[Required action]: Go through the entries below. Copy out every line that contains "wheel".

[Records shown]:
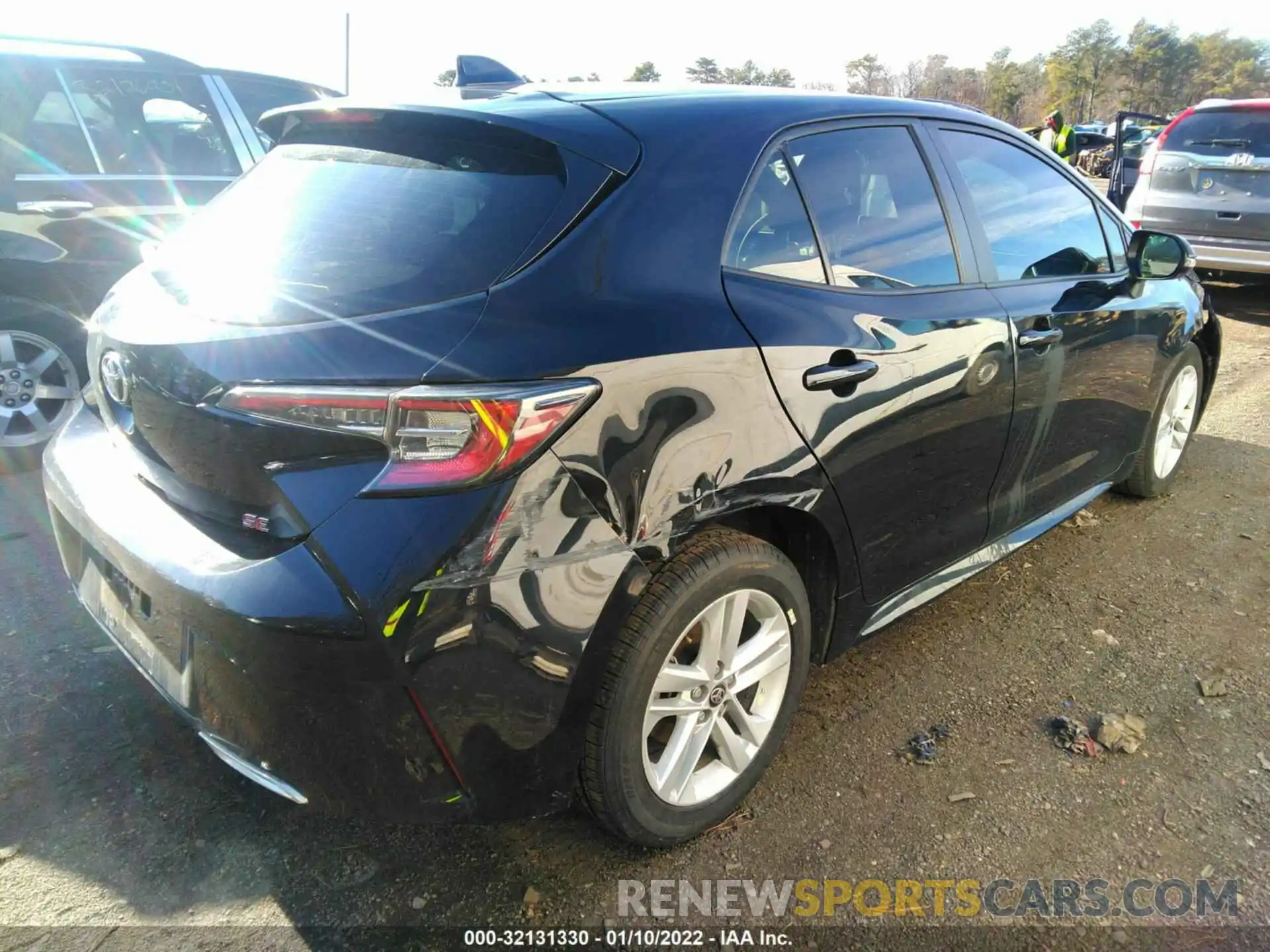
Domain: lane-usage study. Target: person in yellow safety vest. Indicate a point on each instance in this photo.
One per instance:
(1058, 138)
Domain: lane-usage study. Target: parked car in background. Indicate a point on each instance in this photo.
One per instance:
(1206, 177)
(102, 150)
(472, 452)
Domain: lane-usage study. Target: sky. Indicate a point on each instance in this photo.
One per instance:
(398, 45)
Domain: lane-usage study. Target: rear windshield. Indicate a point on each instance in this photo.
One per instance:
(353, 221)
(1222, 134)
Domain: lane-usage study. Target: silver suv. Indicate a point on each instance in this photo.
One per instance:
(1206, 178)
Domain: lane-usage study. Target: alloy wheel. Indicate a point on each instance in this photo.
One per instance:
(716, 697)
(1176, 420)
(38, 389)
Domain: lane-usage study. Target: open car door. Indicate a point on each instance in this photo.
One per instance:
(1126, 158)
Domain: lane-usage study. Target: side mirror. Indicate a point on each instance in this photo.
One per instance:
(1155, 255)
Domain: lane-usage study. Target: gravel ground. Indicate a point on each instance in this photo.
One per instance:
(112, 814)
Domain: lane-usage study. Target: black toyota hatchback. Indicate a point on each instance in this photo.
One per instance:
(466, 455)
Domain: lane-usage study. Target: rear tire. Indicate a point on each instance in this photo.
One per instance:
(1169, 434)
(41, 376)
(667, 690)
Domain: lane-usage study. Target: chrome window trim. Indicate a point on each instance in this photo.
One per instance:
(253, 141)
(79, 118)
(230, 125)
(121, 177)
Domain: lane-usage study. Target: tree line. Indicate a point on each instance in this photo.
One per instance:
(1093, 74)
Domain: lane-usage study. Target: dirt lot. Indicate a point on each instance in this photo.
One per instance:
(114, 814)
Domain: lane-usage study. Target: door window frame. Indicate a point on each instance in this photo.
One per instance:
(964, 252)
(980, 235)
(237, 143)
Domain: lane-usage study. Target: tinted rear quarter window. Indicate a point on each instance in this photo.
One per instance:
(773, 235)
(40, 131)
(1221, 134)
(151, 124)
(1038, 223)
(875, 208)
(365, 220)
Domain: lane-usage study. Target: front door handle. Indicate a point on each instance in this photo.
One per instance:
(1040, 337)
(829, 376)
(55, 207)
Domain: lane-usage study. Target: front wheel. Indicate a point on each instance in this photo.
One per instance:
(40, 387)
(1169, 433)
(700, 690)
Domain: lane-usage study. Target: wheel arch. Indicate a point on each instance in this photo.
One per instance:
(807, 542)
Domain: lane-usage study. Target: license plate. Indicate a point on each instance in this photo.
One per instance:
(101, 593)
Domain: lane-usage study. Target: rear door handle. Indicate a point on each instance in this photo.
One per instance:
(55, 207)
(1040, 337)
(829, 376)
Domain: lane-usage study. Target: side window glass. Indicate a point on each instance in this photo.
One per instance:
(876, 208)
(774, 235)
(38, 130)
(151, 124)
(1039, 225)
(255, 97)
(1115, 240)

[Answer for the task]:
Domain: lane-usage study. Target: alloy wheel. Indicate a point on each instance in this photo.
Domain: lane-usage study. Target: front wheel. Indicate a point on each instance in this photo.
Domain: lane-usage study. Target: wheel arch. Indicate a point on each instance in this photo.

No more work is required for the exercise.